__WHAT TO WORK ON__
Return the part of the article on hospital death rates from "She said they" to "impacting the figures.", copied word for word.

__EXTRACT PROVIDED__
Hospital officials have told a council probe that its high death rates are coming down.
Medical chiefs attended a meeting in Hartlepool after a council committee raised concerns over mortality figures that showed more people were dying than expected and compared to other parts of the country.
Clearly, this is not something we have been comfortable with as a trustProfessor Jane Metcalf, North Tees and Hartlepool NHS Foundation Trust
Professor Jane Metcalf from North Tees and Hartlepool NHS Foundation Trust, which runs Hartlepool and North Tees hospitals, told Hartlepool council its rates are now within expected ranges.
Prof Metcalf, deputy medical director at the trust, talked about improvements to two mortality rates which give a ratio of actual to expected deaths.
One measurement hospitals use is a Hospital Standardised Mortality Ratio (HSMR) which accounts for deaths due to one of 56 causes.
A score over 100 means that the number of deaths is higher than expected.
The trust’s HSMR was one of the highest nationally between April 2014 and March 2015 at 128.08 but is now 105.29.
And its Summary Hospital Mortality Indicator (SHMI) which includes deaths within 30 days of discharge, has reduced from a high of 124.53 to 111.84.
Prof Metcalf said: “We are within expected range for the first time in a long, long time.”
She accepted the previous figures were concerning saying: “Clearly, this is not something we have been comfortable with as a trust.
“Internally there has been a huge amount of work going on.”
Councillor Ray Martin-Wells, chair of the Audit and Governance Committee, said the presentation revealed that one of the trust’s death rates was higher than the council previously realised.
He said: “For the first time this committee has seen just how bad things were.
“I think it’s safe to say they were appallingly bad and your quality accounts did not reflect that.
“It is pleasing to see that the mortality figures do seem to be getting better and let’s just hope that that continues.”
Coun Lesley Hamilton asked what had led to a reduction in the HSMR rate.
Prof Metcalf said: “There’s no one thing. There are a number of areas where we have improved what we were doing.”
She said they included better documentation of conditions that contribute to deaths, consultants being given end of life training as part of a focus on quality of care, and a group set up to look at recommendations of the national Keogh Mortality Review.
Prof Metcalf added a bad winter in 2014 saw a spike in deaths from pneumonia impacting the figures.

__MATERIAL SHOWN__

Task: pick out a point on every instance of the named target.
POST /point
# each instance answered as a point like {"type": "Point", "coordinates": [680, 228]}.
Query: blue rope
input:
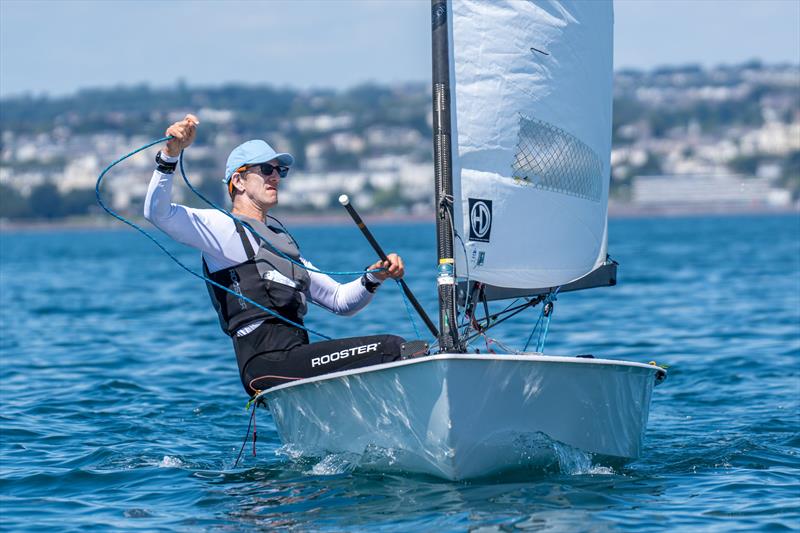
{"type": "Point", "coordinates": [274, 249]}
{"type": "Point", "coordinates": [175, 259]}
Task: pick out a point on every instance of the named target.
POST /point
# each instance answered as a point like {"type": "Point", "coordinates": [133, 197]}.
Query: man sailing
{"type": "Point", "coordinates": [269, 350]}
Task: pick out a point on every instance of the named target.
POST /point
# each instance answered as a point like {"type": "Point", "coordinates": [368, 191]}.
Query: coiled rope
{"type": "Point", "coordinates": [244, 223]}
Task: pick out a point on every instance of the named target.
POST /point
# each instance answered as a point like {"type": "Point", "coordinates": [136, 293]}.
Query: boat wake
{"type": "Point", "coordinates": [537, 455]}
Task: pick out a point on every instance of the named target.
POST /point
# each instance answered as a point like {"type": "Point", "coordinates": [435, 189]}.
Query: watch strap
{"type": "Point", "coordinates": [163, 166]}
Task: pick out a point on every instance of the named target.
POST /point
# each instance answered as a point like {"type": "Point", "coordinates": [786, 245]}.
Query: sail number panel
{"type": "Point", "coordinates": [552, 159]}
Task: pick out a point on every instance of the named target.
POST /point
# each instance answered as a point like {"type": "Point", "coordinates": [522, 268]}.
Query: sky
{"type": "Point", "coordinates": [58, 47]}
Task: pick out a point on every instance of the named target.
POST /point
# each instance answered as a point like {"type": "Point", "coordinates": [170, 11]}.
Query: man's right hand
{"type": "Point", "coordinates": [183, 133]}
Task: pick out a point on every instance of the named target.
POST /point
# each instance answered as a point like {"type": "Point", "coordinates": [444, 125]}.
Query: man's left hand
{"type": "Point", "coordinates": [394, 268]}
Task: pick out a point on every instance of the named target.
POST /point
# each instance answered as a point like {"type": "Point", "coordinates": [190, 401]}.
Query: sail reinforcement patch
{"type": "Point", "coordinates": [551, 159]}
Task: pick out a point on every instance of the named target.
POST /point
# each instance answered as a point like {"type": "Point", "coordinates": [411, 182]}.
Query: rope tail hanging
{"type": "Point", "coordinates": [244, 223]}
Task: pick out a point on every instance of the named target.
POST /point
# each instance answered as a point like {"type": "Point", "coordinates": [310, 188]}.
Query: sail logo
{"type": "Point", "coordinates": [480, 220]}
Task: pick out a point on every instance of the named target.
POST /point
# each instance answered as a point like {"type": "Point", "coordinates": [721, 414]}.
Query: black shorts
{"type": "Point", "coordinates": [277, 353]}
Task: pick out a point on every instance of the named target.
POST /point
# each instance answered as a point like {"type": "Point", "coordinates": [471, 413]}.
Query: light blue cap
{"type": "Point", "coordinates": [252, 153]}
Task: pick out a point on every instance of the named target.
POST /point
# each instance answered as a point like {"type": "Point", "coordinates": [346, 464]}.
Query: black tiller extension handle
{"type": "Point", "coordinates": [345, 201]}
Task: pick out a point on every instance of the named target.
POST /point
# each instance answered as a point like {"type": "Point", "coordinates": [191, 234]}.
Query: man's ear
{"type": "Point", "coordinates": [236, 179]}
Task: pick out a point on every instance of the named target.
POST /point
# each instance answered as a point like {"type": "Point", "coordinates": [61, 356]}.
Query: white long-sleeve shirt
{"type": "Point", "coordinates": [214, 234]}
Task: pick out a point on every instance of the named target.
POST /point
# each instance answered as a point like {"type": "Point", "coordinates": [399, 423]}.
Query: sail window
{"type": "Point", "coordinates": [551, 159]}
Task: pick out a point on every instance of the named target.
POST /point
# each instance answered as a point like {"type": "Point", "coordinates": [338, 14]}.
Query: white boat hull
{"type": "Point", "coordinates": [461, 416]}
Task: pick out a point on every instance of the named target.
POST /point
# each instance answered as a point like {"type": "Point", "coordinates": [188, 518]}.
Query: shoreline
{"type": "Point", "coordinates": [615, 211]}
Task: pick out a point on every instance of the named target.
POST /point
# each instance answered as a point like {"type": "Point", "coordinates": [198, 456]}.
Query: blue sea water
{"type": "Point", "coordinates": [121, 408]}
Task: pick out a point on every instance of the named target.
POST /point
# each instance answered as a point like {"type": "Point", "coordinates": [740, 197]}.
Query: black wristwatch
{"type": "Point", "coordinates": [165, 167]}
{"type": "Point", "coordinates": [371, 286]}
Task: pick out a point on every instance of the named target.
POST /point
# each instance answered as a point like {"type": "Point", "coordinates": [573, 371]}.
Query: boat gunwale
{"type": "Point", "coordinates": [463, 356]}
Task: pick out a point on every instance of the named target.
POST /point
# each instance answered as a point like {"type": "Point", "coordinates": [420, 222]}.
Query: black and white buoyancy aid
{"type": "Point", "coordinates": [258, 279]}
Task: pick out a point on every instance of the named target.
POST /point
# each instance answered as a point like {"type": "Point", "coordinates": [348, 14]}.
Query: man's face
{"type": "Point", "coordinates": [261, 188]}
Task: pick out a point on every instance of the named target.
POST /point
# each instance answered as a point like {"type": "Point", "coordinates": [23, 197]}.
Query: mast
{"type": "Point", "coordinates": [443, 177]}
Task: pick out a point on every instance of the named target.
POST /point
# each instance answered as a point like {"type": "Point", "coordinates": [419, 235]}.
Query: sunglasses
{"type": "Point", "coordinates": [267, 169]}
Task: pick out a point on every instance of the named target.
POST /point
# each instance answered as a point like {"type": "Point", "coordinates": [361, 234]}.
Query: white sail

__ANSWER TO THIS EXERCISE__
She said they included better documentation of conditions that contribute to deaths, consultants being given end of life training as part of a focus on quality of care, and a group set up to look at recommendations of the national Keogh Mortality Review.
Prof Metcalf added a bad winter in 2014 saw a spike in deaths from pneumonia impacting the figures.